++++ Selected text
In time, the religious leaders grew jealous of Jesus and fearful that they would lose their influence over the people of Israel. They came up with a plot to have Jesus put to death. God allowed this to happen, because He was going to use this for great good. Jesus trusted in God, even though what awaited him was very scary. He was arrested, charged with a made-up crime, and put to death by being nailed to a cross. This was a cruel form of punishment that the Romans used on notorious criminals. But Jesus was innocent.
Immediately after his death, Jesus’ disciples were in disarray. They had believed what he said about himself, so they did not expect him to be put to death. The Savior was not supposed to die (or so they thought). They were fearful that the religious authorities would come for them next.
But an amazing thing happened: Jesus was raised back to life by his Father! He died on a Friday and on Sunday he was resurrected. He was the same Jesus, but something was different. His resurrected body still bore the scars from the crucifixion, but his body also had new properties. Jesus could walk through locked doors. (John 20:19) He could be in one place one moment and in another place the very next moment. (Luke 24:30-31)
By dying and being raised back to life Jesus conquered the power of sin and death. He conquered the things that separate us from God, make us miserable, and cause us to grow old and die. Most important of all, by being completely faithful to God, through his life and his death, he created a way back to God for all of us. The apostle, Paul, whom Jesus himself commissioned, writes about this in his letter to the Romans. He says:
If you confess with your mouth, “Jesus is Lord,” and believe in your heart that God raised him from the dead, you will be saved. (Chapter 10, verse 9)
++++++++
++++ Given information
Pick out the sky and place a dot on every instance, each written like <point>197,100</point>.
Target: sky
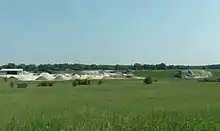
++++++++
Things to do:
**a)** Could you rewrite the paragraph beginning "But an amazing thing happened" in the passage on Jesus' death and resurrection as a brief list that keeps its main facts?
**b)** Can you extend the passage on Jesus' death and resurrection, picking up after its final line?

Written responses:
**a)**
- Jesus was raised back to life by his Father.
- He died on a Friday and was resurrected on Sunday.
- He was the same Jesus, but something was different.
- His resurrected body still bore the scars from the crucifixion but also had new properties.
- He could walk through locked doors (John 20:19).
- He could be in one place one moment and in another the very next (Luke 24:30-31).

**b)**
The apostle John says the same thing in his first letter:
If anyone acknowledges that Jesus is the Son of God, God lives in him and he in God. (1 John 4:15)
The way back to God, as Paul says, is to confess, to tell the truth. The truth we own up to is this:
- We’ve sinned against God by not respecting the boundaries He sets for us.
- We cannot consistently obey God, no matter how hard we try.
- Only Jesus provides us with a way back to God. He is our only hope.
- We will turn over the reigns of our life to Jesus and let him steer us in the right direction from now on.
Jesus has the power to change our hearts and minds so that we sin less and less and trust God more and more. In the next letters,“Why Jesus Had to Die” and “Why Becoming Like Jesus is What’s Best for Us,” I’ll explain in detail how this all works. The most important thing to know as I bring this letter to a close is that God became a human being, at enormous cost to Himself, to save you from your sins. There is no greater love than this. You can trust God completely.
Discussion Questions for Letter No. 4: Why Jesus Was Born on Earth
- Why does freedom of choice come with great responsibility? In what way did Adam and Eve choose unwisely?
- Do you trust God to do what is good and right for you? Do you trust Him to set loving boundaries? Why/Why not?
- In what ways do human beings spend their time trying to “be like God”?
- What is the difference between being self-focused and God-focused?
- Describe the rebellious streak that is in all of us. How did it get Adam and Eve into trouble?
- How did Abraham differ from Adam and Eve?
- What happened eventually to Abraham’s descendants? Why?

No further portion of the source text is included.